SET TASK:
List every line in the rows below that contains the word "black".
─── TASK INPUT ───
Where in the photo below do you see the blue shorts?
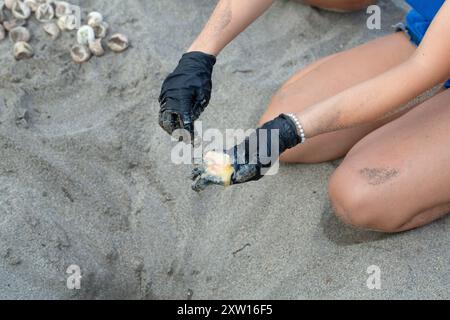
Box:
[399,0,450,88]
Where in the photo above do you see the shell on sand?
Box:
[77,26,95,46]
[108,33,130,52]
[3,19,26,32]
[4,0,17,10]
[24,0,39,12]
[56,14,77,31]
[54,1,72,18]
[89,39,105,57]
[11,1,31,20]
[35,3,55,22]
[70,45,92,63]
[14,41,34,60]
[92,21,109,39]
[9,27,31,43]
[87,11,103,27]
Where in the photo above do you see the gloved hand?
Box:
[192,114,301,192]
[159,51,216,138]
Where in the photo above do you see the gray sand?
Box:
[0,0,450,299]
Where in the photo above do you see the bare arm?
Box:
[297,1,450,137]
[188,0,273,56]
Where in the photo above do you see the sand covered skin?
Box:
[0,0,450,299]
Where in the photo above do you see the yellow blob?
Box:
[204,151,234,187]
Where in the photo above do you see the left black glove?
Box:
[192,114,301,191]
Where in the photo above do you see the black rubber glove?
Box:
[192,114,301,191]
[159,51,216,138]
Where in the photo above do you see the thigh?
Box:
[330,90,450,230]
[260,33,415,163]
[297,0,377,12]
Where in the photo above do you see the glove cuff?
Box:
[260,114,301,154]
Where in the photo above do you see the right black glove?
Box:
[159,51,216,138]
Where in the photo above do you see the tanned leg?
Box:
[260,32,415,163]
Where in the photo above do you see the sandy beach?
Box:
[0,0,450,299]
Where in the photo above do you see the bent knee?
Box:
[303,0,377,12]
[328,168,403,233]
───
PROBLEM SOLUTION:
Where in the photo above do you see the left black glove?
Where in the photo above do you see the black rubber glove?
Where in the photo above do you see the right black glove?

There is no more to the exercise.